Copy the data below word for word, but leave out the pictures.

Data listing

########

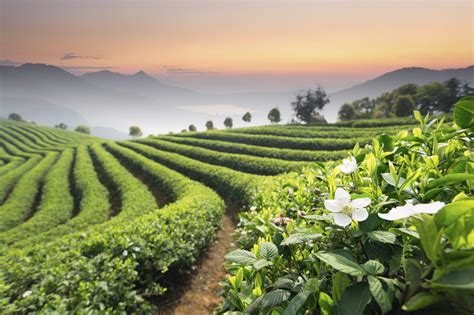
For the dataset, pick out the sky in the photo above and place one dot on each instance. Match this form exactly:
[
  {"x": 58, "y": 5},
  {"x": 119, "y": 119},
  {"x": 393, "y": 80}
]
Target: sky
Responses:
[{"x": 234, "y": 46}]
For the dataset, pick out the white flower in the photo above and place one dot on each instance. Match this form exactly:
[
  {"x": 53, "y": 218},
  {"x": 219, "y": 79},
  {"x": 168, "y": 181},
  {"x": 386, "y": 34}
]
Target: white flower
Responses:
[
  {"x": 408, "y": 210},
  {"x": 348, "y": 166},
  {"x": 346, "y": 210}
]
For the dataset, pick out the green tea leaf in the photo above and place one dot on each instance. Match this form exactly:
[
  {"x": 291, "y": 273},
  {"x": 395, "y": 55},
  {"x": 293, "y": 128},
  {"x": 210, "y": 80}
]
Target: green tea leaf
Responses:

########

--- Answer to the task ---
For the dataset, pick out the sky in the photo above and place one dot on each instance. Match this form exactly:
[
  {"x": 58, "y": 5},
  {"x": 119, "y": 119},
  {"x": 393, "y": 80}
]
Target: sky
Responses:
[{"x": 234, "y": 46}]
For the dataset, pick out the white flower in the photo above and place one dot on each instance. Match this form exactly:
[
  {"x": 53, "y": 218},
  {"x": 219, "y": 79},
  {"x": 168, "y": 181},
  {"x": 386, "y": 34}
]
Target: white flower
Responses:
[
  {"x": 408, "y": 210},
  {"x": 348, "y": 166},
  {"x": 346, "y": 210}
]
For the dataset, pick out the green tea leaf in the photo above and place one dot on each instance. Match this form exactly:
[
  {"x": 291, "y": 273},
  {"x": 395, "y": 55},
  {"x": 293, "y": 128},
  {"x": 210, "y": 80}
]
Target: green tea leaf
Responses:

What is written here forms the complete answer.